[Start of Attachment]
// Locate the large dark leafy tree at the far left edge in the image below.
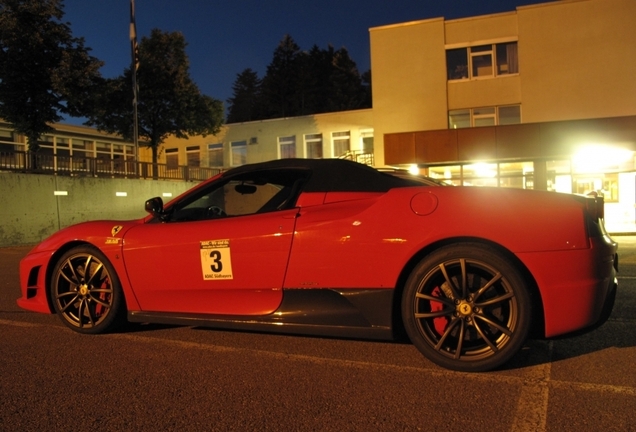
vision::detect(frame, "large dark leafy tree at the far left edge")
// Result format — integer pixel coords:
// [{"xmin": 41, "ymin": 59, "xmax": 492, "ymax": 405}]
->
[{"xmin": 0, "ymin": 0, "xmax": 102, "ymax": 152}]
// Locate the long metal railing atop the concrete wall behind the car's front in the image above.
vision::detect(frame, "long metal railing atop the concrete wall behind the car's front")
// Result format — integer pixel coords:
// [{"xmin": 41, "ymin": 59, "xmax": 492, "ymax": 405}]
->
[{"xmin": 0, "ymin": 151, "xmax": 222, "ymax": 181}]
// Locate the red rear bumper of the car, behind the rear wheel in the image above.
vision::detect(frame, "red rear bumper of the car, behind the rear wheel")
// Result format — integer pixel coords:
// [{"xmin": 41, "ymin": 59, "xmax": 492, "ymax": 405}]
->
[{"xmin": 518, "ymin": 235, "xmax": 618, "ymax": 337}]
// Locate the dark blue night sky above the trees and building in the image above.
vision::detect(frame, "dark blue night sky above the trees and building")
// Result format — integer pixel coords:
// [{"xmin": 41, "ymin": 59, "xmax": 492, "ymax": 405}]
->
[{"xmin": 58, "ymin": 0, "xmax": 545, "ymax": 118}]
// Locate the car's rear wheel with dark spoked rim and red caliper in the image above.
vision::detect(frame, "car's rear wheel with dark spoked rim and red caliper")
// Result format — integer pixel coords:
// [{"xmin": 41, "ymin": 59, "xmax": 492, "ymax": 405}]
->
[{"xmin": 402, "ymin": 243, "xmax": 532, "ymax": 372}]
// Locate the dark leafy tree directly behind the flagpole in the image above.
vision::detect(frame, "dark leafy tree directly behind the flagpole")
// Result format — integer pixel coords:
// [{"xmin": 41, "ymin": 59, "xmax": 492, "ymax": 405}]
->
[{"xmin": 87, "ymin": 29, "xmax": 223, "ymax": 164}]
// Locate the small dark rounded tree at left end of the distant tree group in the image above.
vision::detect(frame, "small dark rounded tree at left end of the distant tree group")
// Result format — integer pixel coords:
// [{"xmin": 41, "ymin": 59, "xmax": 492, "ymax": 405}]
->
[{"xmin": 227, "ymin": 68, "xmax": 261, "ymax": 123}]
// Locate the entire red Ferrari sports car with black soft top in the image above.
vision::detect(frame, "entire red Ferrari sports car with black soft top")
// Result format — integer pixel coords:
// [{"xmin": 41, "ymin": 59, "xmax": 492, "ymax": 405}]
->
[{"xmin": 18, "ymin": 159, "xmax": 617, "ymax": 371}]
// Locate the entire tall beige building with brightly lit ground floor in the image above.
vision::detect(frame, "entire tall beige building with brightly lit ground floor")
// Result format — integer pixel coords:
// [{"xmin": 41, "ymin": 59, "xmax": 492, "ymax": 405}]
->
[{"xmin": 370, "ymin": 0, "xmax": 636, "ymax": 231}]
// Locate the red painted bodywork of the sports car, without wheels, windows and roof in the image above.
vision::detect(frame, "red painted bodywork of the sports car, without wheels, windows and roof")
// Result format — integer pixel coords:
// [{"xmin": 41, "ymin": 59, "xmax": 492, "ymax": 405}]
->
[{"xmin": 18, "ymin": 157, "xmax": 617, "ymax": 342}]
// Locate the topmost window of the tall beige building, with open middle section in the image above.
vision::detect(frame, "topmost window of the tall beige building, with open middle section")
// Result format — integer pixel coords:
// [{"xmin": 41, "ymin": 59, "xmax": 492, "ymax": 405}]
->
[{"xmin": 446, "ymin": 42, "xmax": 519, "ymax": 81}]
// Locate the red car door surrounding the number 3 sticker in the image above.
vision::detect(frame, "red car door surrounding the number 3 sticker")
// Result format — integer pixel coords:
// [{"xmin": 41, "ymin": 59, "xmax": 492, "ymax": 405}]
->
[{"xmin": 123, "ymin": 209, "xmax": 298, "ymax": 315}]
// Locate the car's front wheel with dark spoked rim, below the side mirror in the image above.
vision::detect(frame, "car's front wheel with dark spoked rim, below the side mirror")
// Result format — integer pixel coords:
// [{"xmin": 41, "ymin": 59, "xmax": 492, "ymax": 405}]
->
[{"xmin": 50, "ymin": 245, "xmax": 126, "ymax": 334}]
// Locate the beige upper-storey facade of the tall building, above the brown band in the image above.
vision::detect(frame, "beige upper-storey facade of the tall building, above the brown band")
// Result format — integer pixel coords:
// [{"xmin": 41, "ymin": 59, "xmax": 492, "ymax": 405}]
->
[{"xmin": 370, "ymin": 0, "xmax": 636, "ymax": 164}]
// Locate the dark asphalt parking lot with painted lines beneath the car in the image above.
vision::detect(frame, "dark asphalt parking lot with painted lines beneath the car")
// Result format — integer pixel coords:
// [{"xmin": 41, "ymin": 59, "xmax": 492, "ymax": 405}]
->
[{"xmin": 0, "ymin": 241, "xmax": 636, "ymax": 432}]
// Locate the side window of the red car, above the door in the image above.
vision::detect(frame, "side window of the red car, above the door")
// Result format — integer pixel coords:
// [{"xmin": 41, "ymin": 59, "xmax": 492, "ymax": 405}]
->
[{"xmin": 168, "ymin": 170, "xmax": 308, "ymax": 222}]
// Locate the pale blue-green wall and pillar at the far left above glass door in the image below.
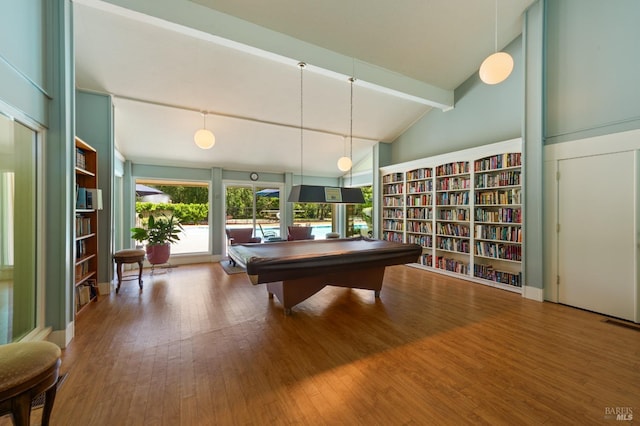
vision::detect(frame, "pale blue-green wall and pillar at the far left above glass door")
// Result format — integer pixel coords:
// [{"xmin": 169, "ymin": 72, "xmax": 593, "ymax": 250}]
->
[{"xmin": 0, "ymin": 0, "xmax": 75, "ymax": 345}]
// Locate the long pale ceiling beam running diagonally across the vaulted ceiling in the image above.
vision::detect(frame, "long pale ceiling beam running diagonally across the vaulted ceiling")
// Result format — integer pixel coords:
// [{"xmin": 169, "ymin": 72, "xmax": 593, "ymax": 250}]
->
[{"xmin": 75, "ymin": 0, "xmax": 454, "ymax": 110}]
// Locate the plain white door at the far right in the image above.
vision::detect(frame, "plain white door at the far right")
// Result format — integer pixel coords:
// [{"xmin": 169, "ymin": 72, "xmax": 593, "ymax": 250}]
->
[{"xmin": 558, "ymin": 151, "xmax": 636, "ymax": 321}]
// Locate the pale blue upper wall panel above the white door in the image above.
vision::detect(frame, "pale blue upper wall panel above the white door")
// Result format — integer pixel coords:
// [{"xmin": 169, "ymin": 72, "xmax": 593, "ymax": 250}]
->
[{"xmin": 546, "ymin": 0, "xmax": 640, "ymax": 144}]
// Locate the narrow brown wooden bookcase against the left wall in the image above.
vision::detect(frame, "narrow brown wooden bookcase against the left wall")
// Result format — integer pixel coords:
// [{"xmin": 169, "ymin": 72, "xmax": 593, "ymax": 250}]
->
[{"xmin": 74, "ymin": 137, "xmax": 99, "ymax": 315}]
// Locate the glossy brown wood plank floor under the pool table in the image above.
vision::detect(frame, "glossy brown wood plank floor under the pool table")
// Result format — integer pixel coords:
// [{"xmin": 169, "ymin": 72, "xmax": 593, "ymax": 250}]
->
[{"xmin": 0, "ymin": 263, "xmax": 640, "ymax": 426}]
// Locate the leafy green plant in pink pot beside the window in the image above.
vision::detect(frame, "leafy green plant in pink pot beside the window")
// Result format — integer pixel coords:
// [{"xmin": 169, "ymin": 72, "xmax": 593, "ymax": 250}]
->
[{"xmin": 131, "ymin": 214, "xmax": 183, "ymax": 265}]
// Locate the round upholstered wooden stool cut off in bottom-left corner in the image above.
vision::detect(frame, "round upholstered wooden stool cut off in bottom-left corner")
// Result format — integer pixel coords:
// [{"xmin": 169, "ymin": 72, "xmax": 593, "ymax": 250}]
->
[{"xmin": 0, "ymin": 342, "xmax": 61, "ymax": 426}]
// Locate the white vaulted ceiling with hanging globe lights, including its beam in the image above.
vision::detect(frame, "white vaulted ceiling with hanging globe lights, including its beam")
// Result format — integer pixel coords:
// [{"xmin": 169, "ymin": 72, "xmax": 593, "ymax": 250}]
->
[{"xmin": 74, "ymin": 0, "xmax": 535, "ymax": 177}]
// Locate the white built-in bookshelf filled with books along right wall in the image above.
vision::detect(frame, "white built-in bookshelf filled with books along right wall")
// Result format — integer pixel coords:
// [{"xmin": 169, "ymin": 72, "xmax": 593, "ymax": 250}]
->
[{"xmin": 381, "ymin": 139, "xmax": 523, "ymax": 292}]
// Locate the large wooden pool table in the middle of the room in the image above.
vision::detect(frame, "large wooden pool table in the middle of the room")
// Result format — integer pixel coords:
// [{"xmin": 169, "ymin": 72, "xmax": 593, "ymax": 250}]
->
[{"xmin": 228, "ymin": 237, "xmax": 422, "ymax": 315}]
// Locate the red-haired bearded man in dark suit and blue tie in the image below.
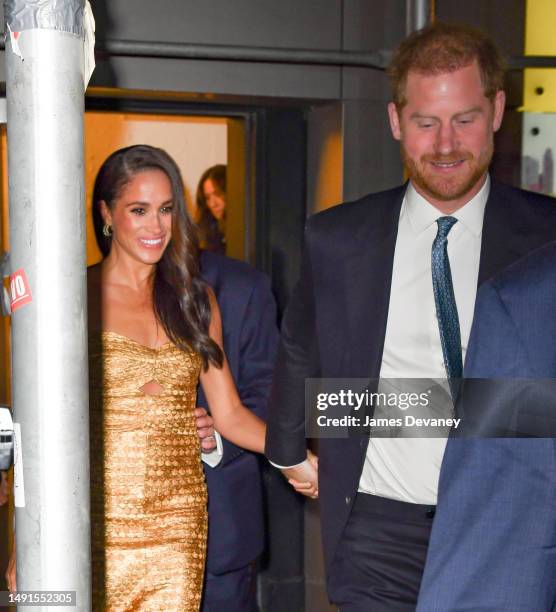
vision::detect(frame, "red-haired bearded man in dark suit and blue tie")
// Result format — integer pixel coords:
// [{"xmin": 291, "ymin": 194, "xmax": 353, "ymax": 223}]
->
[{"xmin": 266, "ymin": 23, "xmax": 556, "ymax": 612}]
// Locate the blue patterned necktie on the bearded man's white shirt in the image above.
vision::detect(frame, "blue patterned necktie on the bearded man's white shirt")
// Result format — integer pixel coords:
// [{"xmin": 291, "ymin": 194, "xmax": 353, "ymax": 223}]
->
[End of Attachment]
> **DIRECTIONS FOR THIS TASK**
When a line in the data above contains the string "pool", copy that line.

> **EXERCISE SOLUTION**
// Locate the glossy brown wood plank floor under the pool table in the image above.
vision::detect(frame, "glossy brown wood plank floor under the pool table")
// Locate the large wooden pool table in the middle of the room in the image above.
vision::detect(frame, "large wooden pool table in the middle of the room")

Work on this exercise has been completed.